_Short problem_. Please count the lines in the records below that contain the string "sleeve", with case counting, and reply with that number alone.

_Items_.

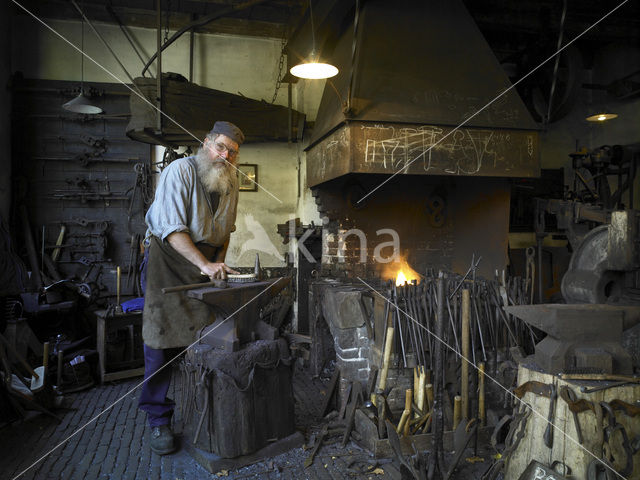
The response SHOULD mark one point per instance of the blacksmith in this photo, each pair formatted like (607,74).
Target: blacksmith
(189,224)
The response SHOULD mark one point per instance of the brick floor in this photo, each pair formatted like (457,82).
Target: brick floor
(90,444)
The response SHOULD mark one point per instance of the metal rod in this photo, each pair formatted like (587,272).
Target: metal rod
(104,42)
(199,23)
(192,34)
(158,68)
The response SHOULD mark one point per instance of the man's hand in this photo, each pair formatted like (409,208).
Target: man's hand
(183,244)
(217,270)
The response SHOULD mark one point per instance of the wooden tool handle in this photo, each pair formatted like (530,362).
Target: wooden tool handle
(386,359)
(182,288)
(481,405)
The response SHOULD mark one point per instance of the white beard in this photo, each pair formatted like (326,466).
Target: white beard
(213,178)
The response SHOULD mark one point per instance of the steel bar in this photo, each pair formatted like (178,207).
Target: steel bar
(399,325)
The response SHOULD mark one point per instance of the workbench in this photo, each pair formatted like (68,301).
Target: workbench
(108,322)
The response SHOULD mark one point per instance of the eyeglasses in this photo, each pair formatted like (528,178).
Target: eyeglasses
(221,148)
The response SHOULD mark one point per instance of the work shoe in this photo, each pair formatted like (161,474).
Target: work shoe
(162,440)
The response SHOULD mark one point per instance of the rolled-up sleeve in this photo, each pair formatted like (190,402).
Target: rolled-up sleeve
(170,211)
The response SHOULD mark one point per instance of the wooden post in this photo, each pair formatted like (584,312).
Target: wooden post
(464,376)
(457,409)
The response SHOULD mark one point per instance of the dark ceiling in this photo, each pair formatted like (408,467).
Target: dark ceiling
(521,33)
(505,23)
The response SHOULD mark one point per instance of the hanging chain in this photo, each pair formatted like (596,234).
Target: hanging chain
(281,60)
(166,26)
(280,67)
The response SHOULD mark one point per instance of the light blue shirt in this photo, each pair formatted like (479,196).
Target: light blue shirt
(182,204)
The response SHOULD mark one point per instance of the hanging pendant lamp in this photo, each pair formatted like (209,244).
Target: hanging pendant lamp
(312,68)
(81,104)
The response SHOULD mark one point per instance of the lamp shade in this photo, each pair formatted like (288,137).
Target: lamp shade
(81,104)
(314,70)
(601,117)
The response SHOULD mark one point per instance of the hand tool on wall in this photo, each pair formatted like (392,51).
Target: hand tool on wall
(457,411)
(31,249)
(38,380)
(118,282)
(56,251)
(481,397)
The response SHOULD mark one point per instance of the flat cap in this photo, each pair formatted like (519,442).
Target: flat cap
(229,130)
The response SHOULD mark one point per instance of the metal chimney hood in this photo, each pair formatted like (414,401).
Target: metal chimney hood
(421,68)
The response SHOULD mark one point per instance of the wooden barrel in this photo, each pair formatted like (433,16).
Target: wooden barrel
(565,447)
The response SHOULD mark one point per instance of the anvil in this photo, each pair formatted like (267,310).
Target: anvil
(580,336)
(237,312)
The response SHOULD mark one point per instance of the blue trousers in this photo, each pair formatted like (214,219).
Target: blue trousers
(153,398)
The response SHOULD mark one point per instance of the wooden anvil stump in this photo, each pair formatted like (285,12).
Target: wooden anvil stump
(235,403)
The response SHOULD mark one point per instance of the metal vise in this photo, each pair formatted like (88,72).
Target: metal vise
(581,337)
(238,312)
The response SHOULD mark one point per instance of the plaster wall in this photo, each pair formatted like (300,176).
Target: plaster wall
(574,132)
(241,65)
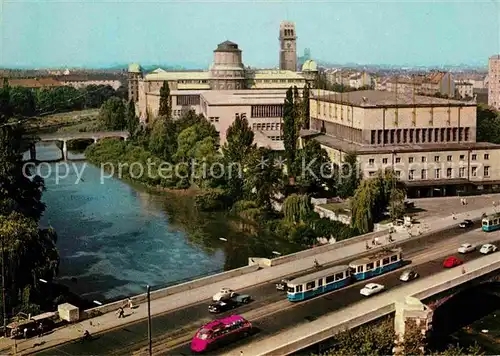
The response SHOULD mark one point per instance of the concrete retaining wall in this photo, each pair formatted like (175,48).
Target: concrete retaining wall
(141,298)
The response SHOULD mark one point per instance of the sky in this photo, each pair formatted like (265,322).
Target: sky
(91,33)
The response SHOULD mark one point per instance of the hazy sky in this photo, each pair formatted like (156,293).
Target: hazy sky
(40,33)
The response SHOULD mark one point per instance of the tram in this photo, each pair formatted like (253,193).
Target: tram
(376,264)
(491,222)
(313,284)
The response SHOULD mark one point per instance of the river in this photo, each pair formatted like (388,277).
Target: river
(114,239)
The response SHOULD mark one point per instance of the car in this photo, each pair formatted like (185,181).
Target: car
(408,275)
(451,262)
(466,223)
(487,248)
(371,288)
(465,248)
(223,294)
(282,285)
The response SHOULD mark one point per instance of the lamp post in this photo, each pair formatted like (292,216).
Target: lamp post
(149,320)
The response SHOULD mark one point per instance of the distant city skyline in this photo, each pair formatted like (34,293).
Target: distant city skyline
(84,33)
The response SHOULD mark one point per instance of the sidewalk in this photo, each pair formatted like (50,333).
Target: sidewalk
(183,299)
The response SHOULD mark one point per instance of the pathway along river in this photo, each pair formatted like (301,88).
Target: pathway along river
(114,239)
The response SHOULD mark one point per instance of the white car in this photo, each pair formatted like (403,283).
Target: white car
(487,248)
(371,288)
(223,294)
(465,248)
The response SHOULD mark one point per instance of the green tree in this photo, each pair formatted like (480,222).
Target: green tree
(132,119)
(350,176)
(305,107)
(112,114)
(289,131)
(165,106)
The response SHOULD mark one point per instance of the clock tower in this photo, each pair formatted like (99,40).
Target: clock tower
(288,46)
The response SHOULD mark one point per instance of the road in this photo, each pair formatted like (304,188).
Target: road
(177,327)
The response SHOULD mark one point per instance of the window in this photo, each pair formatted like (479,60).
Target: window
(310,285)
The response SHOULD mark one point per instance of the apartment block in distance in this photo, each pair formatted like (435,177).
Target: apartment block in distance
(429,142)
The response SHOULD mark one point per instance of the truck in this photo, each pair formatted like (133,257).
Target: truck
(235,301)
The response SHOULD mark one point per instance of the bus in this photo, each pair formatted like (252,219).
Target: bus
(313,284)
(376,264)
(491,222)
(220,332)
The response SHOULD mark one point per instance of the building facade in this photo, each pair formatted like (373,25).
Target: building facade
(494,81)
(429,142)
(288,46)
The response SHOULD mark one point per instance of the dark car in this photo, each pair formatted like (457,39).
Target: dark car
(466,223)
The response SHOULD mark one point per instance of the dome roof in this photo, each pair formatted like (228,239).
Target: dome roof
(134,68)
(309,66)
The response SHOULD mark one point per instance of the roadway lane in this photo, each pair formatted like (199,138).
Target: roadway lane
(176,323)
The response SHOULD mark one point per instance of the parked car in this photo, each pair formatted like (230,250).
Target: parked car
(371,288)
(282,285)
(466,223)
(225,305)
(408,275)
(487,248)
(223,294)
(465,248)
(451,262)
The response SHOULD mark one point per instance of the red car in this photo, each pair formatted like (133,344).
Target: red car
(451,262)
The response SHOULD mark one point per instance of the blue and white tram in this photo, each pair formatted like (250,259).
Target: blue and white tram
(316,283)
(376,264)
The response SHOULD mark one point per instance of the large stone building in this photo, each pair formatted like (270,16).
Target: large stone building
(429,142)
(494,82)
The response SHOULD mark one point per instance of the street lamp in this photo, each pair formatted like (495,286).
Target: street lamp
(149,320)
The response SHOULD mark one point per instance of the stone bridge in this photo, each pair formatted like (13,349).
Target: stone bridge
(66,137)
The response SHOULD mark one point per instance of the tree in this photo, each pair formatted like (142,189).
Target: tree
(112,114)
(132,120)
(350,176)
(315,173)
(305,108)
(165,106)
(289,131)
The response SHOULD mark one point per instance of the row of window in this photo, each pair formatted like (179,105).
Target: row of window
(438,175)
(449,158)
(268,126)
(430,135)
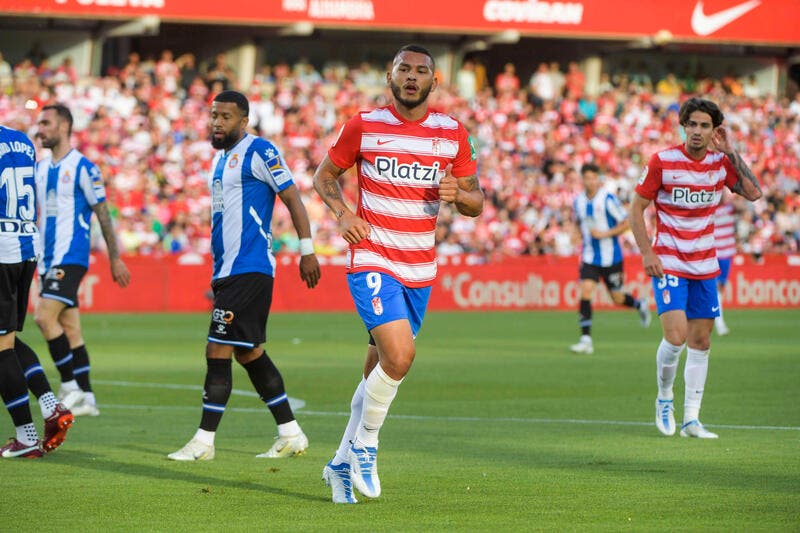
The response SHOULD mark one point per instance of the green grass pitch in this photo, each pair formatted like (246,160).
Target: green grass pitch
(496,428)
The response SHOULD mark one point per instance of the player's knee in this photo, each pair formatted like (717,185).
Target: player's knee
(399,364)
(45,321)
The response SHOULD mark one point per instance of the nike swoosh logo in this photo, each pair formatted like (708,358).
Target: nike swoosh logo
(703,24)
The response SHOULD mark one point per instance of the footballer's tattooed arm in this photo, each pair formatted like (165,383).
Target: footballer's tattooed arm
(471,203)
(747,185)
(119,272)
(326,183)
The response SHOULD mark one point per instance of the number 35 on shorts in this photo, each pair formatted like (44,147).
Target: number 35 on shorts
(669,279)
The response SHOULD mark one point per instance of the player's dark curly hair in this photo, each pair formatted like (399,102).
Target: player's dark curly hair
(63,113)
(590,167)
(418,50)
(234,97)
(700,104)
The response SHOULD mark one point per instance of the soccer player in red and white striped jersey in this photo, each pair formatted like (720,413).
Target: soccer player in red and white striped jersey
(685,182)
(409,160)
(725,242)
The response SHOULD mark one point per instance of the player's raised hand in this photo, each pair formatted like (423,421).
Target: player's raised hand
(448,186)
(652,265)
(721,140)
(119,273)
(353,228)
(309,270)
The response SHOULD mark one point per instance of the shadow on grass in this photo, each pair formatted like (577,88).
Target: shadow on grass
(164,469)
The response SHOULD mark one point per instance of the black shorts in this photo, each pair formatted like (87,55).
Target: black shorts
(61,283)
(15,285)
(612,276)
(241,309)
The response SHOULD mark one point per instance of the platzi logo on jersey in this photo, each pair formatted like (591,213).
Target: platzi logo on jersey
(389,166)
(684,195)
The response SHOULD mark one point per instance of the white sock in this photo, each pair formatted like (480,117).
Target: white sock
(70,385)
(89,398)
(694,374)
(379,391)
(289,429)
(206,437)
(27,435)
(48,402)
(356,407)
(666,367)
(719,322)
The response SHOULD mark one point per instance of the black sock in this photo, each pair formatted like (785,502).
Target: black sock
(585,317)
(216,392)
(80,365)
(13,388)
(62,356)
(269,385)
(32,369)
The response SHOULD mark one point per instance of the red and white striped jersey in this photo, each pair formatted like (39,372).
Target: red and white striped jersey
(725,231)
(686,194)
(400,164)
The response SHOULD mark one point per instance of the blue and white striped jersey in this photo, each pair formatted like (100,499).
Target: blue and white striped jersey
(244,182)
(19,236)
(67,191)
(603,212)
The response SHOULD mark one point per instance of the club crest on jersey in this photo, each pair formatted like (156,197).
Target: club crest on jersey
(97,180)
(217,200)
(390,167)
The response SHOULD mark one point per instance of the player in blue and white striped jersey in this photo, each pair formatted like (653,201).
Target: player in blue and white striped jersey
(19,365)
(601,218)
(247,174)
(69,190)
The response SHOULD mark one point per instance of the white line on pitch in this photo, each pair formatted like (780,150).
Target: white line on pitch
(299,404)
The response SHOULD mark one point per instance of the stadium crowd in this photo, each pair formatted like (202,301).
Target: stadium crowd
(145,124)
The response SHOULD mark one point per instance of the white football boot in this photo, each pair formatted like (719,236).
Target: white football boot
(193,451)
(286,447)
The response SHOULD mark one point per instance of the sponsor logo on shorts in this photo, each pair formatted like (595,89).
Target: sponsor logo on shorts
(55,273)
(222,316)
(377,305)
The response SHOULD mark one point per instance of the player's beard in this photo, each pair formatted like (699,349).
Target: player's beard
(410,104)
(228,140)
(48,142)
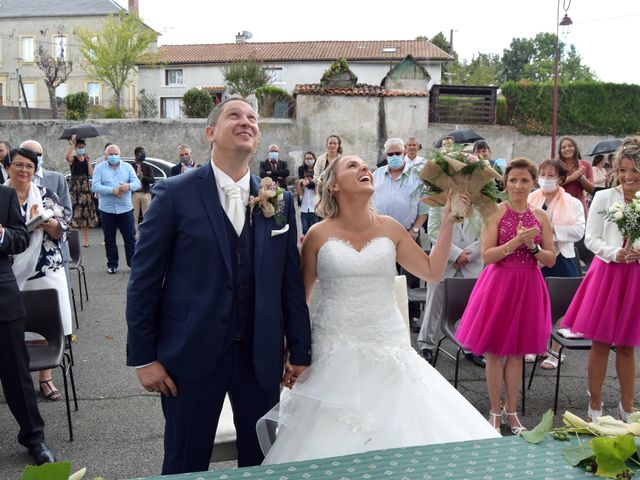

_Answer to this problem_. 2